start

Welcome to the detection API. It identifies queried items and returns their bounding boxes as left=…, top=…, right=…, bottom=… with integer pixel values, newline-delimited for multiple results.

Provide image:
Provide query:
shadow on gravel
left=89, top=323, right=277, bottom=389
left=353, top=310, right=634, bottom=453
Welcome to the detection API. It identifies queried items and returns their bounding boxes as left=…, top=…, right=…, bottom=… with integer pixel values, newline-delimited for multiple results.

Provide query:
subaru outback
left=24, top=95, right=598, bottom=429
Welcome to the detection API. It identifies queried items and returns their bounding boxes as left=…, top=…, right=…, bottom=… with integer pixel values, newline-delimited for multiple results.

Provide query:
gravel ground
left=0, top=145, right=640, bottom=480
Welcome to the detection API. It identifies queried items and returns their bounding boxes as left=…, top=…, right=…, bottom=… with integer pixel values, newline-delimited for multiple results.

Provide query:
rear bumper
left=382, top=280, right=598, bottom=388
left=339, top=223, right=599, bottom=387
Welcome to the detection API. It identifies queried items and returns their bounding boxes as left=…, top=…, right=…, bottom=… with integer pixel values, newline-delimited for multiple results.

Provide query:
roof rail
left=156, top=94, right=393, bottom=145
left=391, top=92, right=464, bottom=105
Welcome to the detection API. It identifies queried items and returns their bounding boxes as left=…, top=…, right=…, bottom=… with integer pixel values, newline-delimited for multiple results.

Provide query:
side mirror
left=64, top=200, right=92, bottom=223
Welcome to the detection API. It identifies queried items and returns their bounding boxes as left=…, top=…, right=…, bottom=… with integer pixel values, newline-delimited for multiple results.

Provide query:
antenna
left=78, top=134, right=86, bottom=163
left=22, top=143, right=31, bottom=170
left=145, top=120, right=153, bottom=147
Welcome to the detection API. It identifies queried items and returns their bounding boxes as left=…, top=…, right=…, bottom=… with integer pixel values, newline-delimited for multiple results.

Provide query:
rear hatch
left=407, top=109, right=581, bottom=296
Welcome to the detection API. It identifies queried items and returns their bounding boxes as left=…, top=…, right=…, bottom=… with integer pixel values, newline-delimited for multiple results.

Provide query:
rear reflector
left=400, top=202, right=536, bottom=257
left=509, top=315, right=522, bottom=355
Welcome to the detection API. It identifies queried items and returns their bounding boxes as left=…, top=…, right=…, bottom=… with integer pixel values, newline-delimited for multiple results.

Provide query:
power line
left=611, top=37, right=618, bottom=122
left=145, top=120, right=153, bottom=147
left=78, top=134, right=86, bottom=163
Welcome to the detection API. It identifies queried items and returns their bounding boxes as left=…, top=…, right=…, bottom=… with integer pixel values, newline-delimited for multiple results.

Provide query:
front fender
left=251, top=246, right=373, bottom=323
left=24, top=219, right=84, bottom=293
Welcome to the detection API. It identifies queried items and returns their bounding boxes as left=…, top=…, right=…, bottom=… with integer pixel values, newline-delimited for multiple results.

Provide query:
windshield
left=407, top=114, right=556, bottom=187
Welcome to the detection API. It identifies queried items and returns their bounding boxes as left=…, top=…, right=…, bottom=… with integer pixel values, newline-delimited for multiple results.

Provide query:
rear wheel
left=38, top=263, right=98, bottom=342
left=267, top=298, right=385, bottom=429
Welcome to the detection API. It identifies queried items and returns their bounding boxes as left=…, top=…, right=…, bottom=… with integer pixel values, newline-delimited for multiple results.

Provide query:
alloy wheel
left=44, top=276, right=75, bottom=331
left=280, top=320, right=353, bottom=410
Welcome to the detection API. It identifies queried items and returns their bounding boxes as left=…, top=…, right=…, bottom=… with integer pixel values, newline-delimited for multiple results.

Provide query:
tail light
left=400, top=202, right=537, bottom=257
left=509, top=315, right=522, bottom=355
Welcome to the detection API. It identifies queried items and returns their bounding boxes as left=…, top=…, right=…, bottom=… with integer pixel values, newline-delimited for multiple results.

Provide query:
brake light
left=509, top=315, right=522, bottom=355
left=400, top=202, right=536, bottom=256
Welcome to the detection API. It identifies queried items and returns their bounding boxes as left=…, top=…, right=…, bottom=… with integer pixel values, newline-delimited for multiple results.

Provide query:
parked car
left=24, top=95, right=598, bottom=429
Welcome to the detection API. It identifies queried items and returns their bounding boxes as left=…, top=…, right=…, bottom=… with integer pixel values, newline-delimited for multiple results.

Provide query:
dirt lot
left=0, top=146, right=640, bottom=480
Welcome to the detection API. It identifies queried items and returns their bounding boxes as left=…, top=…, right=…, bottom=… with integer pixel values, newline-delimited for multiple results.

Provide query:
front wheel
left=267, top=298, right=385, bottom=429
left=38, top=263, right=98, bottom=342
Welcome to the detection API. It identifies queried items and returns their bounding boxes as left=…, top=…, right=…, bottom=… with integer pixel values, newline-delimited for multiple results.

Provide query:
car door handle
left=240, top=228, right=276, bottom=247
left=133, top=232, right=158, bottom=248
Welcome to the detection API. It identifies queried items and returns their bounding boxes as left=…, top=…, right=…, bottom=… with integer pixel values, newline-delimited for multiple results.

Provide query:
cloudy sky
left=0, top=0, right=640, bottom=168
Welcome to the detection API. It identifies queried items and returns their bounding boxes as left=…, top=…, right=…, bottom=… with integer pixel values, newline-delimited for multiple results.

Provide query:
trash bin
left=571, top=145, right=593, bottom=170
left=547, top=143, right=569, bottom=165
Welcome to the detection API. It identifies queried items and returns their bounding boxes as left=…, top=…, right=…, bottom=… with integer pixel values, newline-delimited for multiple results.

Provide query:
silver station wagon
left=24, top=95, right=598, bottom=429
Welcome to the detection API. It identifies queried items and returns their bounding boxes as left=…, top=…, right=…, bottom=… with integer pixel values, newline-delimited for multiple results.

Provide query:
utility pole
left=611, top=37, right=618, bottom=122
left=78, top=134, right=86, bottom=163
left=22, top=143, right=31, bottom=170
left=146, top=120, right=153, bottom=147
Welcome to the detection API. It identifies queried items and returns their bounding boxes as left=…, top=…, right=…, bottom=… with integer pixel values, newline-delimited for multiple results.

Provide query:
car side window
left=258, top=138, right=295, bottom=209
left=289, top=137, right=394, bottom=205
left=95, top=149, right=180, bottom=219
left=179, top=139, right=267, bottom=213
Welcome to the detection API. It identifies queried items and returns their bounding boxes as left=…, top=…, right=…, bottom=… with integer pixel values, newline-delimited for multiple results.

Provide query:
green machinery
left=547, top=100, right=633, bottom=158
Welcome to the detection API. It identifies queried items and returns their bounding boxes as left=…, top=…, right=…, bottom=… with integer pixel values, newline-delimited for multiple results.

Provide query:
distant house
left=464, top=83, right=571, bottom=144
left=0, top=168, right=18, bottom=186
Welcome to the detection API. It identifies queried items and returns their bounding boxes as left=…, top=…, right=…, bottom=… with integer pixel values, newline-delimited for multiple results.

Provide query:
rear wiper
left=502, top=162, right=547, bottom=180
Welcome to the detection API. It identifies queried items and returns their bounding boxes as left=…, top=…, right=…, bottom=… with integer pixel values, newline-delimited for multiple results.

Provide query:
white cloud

end
start

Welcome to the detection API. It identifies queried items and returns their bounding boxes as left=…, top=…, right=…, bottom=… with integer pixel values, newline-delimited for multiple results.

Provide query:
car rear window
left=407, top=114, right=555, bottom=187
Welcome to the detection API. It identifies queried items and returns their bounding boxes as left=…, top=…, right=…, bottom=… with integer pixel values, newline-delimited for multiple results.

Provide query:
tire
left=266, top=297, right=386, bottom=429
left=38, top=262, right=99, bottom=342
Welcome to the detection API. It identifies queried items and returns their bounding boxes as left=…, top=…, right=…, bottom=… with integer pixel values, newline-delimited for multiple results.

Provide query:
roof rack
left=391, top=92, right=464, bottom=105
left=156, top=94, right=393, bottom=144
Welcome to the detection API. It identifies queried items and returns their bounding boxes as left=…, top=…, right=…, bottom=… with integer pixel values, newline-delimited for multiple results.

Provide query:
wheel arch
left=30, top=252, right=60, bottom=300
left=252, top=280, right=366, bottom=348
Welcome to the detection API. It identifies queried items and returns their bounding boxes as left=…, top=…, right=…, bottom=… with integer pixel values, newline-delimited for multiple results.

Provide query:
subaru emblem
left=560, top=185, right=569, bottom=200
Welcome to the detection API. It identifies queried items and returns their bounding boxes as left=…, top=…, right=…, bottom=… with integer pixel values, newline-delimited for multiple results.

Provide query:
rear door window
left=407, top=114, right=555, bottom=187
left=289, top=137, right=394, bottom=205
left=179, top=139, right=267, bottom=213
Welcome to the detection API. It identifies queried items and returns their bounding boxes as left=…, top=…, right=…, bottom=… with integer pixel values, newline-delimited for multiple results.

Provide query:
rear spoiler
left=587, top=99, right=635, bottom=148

end

Objective -> Pick out every line in the rows above that contains the word "wheel" and copy each one. Matching is case-sensitive.

Solution to this task ->
rear wheel
alloy wheel
front wheel
wheel arch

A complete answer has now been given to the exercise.